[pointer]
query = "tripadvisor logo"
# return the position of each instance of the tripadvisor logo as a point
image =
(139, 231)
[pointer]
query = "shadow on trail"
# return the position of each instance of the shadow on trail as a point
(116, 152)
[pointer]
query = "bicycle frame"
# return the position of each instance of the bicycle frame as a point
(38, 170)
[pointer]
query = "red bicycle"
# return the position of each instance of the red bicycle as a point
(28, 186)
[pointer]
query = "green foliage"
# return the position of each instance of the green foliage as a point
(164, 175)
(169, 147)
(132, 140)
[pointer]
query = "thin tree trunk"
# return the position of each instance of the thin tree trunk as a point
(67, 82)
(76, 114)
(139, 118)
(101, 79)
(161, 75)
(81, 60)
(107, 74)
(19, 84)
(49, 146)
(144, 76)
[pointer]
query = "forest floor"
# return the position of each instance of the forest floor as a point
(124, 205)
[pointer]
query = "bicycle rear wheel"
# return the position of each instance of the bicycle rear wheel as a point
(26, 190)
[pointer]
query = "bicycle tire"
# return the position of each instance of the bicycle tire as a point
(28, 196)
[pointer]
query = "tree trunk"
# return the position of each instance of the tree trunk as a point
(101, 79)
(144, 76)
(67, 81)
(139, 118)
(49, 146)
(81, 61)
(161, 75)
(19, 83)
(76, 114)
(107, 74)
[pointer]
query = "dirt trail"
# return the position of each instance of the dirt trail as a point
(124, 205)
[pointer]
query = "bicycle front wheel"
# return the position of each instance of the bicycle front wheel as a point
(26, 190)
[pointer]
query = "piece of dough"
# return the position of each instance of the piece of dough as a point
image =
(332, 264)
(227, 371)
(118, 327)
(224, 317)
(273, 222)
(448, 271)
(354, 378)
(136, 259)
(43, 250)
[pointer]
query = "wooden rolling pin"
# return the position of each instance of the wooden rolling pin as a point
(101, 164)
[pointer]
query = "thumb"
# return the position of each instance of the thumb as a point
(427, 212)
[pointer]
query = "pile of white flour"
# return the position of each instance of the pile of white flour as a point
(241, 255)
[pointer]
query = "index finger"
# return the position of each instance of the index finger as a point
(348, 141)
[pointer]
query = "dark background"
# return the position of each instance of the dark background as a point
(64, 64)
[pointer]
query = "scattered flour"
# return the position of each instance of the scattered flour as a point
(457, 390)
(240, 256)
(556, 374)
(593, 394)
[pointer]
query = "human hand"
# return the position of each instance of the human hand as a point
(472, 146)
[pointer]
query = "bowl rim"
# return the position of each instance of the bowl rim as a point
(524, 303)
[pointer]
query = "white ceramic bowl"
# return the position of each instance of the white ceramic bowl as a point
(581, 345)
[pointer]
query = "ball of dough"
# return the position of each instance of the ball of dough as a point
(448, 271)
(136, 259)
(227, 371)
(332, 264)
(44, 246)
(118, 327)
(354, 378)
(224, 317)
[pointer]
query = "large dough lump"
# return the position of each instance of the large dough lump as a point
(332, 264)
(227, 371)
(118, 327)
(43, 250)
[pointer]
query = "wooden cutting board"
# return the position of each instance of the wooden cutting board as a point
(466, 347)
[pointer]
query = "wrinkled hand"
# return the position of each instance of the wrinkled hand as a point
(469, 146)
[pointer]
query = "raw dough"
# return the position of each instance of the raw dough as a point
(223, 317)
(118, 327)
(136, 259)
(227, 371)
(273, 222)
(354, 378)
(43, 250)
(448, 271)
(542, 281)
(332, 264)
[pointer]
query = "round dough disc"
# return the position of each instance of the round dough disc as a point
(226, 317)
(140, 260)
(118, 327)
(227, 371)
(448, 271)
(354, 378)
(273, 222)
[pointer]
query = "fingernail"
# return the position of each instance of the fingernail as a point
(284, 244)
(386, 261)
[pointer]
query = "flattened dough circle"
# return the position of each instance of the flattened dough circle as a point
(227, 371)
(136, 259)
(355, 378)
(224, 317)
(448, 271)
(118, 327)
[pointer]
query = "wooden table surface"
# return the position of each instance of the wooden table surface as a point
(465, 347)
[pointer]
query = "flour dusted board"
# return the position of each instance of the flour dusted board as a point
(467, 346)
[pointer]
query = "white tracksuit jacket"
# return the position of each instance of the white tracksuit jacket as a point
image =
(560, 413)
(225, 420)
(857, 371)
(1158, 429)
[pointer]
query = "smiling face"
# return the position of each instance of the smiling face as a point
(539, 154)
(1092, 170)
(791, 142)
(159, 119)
* * *
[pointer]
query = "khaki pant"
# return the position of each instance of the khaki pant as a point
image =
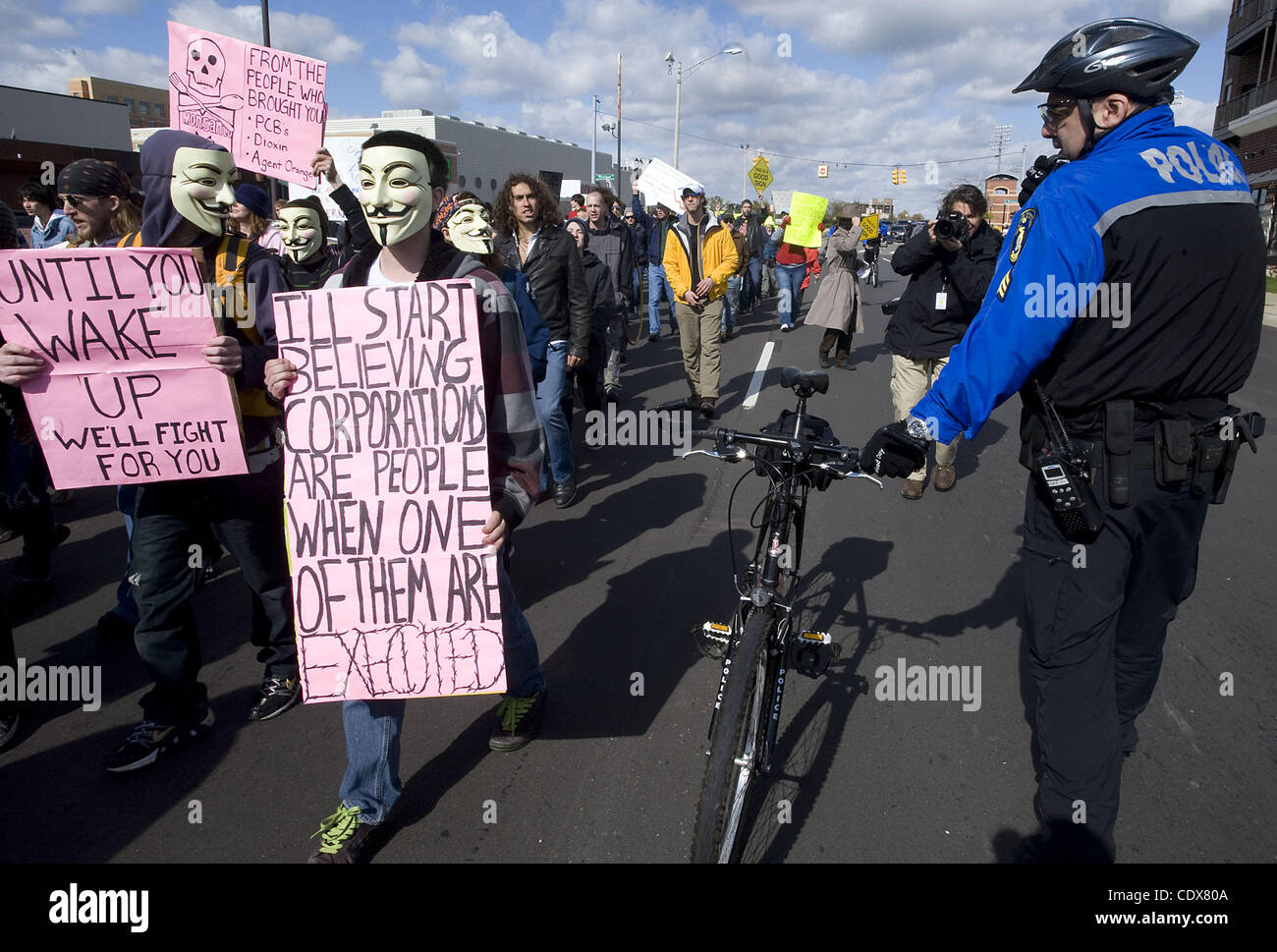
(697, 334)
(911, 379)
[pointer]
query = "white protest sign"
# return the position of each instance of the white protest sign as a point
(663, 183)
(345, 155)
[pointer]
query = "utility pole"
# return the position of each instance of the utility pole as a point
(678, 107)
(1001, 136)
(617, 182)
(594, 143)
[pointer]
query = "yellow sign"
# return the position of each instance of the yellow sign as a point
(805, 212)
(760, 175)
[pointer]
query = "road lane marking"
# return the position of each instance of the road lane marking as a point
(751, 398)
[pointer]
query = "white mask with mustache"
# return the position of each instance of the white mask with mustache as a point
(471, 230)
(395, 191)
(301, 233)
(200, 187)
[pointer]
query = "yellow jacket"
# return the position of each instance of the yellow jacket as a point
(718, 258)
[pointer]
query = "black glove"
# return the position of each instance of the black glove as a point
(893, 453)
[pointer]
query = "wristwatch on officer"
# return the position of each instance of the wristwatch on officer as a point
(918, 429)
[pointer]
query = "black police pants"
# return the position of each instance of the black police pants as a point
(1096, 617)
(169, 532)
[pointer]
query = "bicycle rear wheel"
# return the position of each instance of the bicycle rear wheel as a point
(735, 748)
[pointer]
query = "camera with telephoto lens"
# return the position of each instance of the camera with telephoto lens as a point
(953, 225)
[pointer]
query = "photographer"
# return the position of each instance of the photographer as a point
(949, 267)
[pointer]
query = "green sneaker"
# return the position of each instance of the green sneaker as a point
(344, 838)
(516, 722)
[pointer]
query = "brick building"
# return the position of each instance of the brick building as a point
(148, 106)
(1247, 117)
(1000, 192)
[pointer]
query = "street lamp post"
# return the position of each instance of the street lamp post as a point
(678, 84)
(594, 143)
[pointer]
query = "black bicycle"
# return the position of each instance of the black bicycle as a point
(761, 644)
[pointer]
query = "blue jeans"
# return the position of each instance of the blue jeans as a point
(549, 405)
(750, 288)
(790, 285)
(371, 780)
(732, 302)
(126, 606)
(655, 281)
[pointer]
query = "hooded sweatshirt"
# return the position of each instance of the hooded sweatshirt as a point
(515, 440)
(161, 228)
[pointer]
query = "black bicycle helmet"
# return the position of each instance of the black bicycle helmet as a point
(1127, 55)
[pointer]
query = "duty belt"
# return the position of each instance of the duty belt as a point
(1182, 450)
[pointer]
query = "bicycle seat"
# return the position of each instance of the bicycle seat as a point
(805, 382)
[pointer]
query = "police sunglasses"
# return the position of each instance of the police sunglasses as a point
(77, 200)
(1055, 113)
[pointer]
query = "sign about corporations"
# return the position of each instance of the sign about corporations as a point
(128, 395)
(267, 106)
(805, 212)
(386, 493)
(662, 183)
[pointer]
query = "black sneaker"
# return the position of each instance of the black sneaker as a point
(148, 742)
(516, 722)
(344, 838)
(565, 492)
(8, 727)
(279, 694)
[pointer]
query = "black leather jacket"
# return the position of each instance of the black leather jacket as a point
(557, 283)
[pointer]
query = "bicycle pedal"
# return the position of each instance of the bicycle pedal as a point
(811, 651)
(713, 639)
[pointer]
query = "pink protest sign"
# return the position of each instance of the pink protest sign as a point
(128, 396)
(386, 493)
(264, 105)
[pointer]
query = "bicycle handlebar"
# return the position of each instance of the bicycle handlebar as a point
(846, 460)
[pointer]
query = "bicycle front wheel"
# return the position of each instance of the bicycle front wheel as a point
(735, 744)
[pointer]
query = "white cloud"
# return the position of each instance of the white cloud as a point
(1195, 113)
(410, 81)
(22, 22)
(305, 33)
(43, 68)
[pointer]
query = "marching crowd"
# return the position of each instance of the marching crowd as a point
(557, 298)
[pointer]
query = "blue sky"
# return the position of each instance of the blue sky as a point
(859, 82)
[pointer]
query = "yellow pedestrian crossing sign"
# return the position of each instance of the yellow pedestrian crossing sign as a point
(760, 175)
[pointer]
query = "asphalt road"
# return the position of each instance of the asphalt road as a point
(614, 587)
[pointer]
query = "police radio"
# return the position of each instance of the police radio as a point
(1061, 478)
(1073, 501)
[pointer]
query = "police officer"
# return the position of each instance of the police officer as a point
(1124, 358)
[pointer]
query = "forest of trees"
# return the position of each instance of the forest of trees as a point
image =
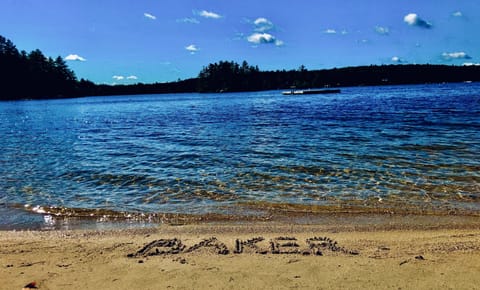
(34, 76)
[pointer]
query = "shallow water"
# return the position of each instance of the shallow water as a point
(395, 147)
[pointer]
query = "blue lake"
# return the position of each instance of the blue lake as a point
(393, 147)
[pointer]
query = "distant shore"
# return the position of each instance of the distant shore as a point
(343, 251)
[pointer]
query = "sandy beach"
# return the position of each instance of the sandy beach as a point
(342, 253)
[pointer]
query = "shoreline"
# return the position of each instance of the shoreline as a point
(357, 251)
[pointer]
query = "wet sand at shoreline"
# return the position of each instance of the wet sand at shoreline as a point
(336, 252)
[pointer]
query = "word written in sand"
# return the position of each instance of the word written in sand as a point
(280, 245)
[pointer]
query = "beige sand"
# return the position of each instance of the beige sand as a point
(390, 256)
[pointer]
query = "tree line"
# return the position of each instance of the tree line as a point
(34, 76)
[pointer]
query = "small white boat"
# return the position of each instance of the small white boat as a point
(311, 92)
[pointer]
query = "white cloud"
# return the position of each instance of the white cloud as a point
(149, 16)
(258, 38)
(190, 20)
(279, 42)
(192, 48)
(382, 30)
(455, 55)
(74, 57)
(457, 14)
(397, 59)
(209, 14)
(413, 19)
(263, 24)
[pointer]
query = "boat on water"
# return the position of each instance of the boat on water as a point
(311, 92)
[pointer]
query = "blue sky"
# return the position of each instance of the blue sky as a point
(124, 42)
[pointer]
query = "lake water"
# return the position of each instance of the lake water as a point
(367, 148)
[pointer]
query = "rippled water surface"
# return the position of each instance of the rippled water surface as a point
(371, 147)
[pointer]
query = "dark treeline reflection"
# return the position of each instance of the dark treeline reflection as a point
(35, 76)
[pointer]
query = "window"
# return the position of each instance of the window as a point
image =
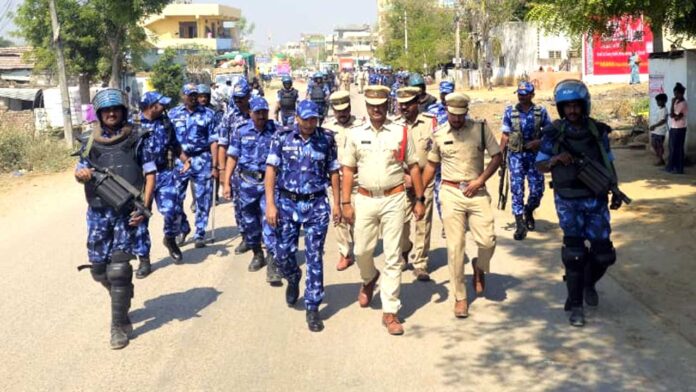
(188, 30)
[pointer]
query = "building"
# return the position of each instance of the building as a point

▶ [Stated problem] Select every line of the material that contains the string "green", treating uppercase and lowercase letters as distinct.

▶ [Correct result]
query = "green foliage"
# return the position of each instance of the green foliage as a point
query = "green sneaker"
# return the position of each instance of the green sneaker as a point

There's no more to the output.